[EXERCISE OBJECTIVE] Could you reproduce the passage below about Murray's first clay court match, word for word and in full?

[PROVIDED PASSAGE]
......

They will play an exhibition doubles match after the finals at the Aegon Championships at London’s Queen’s club. It is billed as a bit of fun between some famous players of the past and the present, but Murray thinks there may be just a little more to it than that. Lendl does not play for fun and Murray hates to lose.

“Obviously, trying to hit each other with the ball is one way of getting my own back,” Murray said with a wry smile, “but the best way of doing that is speaking to his partner to try and get an easy set-up. So, if we do that, we’ll definitely get him back. I’ll be speaking to Tomas, yeah.”

Until then, Murray is more than happy to follow his coach’s orders. The relationship has brought huge dividends for the world No 2 and as he began his first clay court match in ten months, he looked a far more assured and confident clay court player than in seasons past. Normally it takes him time to get used to the movement on the tricky surface and that, in turn, knocks his timing for six. But not this year. Not now that he is the world No 2 with just two losses to his name so far this year.

The scorecard would suggest that the first set was little more than a warm-up but, even so, Murray had to have his wits about him. Roger-Vasselin kept nipping at the Scot’s ankles in every game but stepping in and thumping his forehand and nailing his returns, Murray was always in charge. He fended off a sprinkling of break points before dropping his serve but by then he was already 4-0 up and cruising. And it was the only game the Frenchman was allowed to win in that set.

......

[INFORMATION PROVIDED]
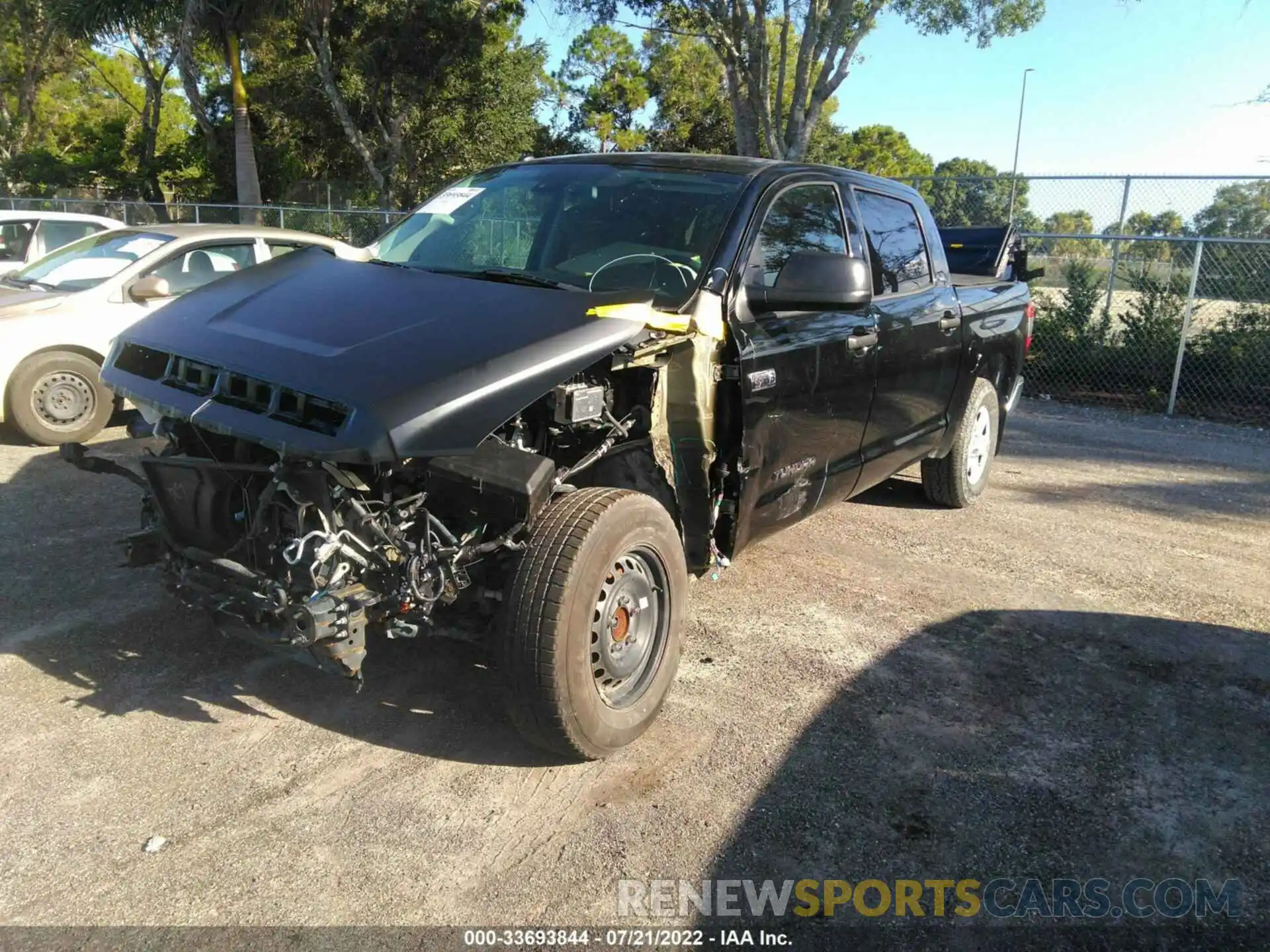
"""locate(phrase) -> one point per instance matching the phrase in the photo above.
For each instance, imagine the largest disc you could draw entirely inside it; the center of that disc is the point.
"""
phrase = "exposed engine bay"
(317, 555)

......

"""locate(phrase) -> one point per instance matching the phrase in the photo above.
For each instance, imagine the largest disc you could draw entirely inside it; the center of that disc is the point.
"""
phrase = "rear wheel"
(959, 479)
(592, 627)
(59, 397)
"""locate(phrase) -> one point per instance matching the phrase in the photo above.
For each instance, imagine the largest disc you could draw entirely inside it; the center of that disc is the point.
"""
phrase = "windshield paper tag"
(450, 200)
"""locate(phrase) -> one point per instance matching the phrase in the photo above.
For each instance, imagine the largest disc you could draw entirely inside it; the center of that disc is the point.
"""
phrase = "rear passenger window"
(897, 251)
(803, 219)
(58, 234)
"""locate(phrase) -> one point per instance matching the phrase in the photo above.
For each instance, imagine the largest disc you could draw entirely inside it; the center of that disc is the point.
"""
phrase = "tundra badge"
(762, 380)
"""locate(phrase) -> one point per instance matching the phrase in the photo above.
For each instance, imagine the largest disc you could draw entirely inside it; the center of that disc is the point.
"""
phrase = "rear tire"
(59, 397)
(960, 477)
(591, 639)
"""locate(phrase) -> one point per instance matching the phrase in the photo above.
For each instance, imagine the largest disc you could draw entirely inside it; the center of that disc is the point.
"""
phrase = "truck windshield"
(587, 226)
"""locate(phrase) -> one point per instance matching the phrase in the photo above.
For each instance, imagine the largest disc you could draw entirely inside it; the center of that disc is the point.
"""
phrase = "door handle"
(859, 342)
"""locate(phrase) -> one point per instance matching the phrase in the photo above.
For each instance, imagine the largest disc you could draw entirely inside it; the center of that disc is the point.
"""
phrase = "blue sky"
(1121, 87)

......

[EXERCISE ANSWER]
They will play an exhibition doubles match after the finals at the Aegon Championships at London’s Queen’s club. It is billed as a bit of fun between some famous players of the past and the present, but Murray thinks there may be just a little more to it than that. Lendl does not play for fun and Murray hates to lose.

“Obviously, trying to hit each other with the ball is one way of getting my own back,” Murray said with a wry smile, “but the best way of doing that is speaking to his partner to try and get an easy set-up. So, if we do that, we’ll definitely get him back. I’ll be speaking to Tomas, yeah.”

Until then, Murray is more than happy to follow his coach’s orders. The relationship has brought huge dividends for the world No 2 and as he began his first clay court match in ten months, he looked a far more assured and confident clay court player than in seasons past. Normally it takes him time to get used to the movement on the tricky surface and that, in turn, knocks his timing for six. But not this year. Not now that he is the world No 2 with just two losses to his name so far this year.

The scorecard would suggest that the first set was little more than a warm-up but, even so, Murray had to have his wits about him. Roger-Vasselin kept nipping at the Scot’s ankles in every game but stepping in and thumping his forehand and nailing his returns, Murray was always in charge. He fended off a sprinkling of break points before dropping his serve but by then he was already 4-0 up and cruising. And it was the only game the Frenchman was allowed to win in that set.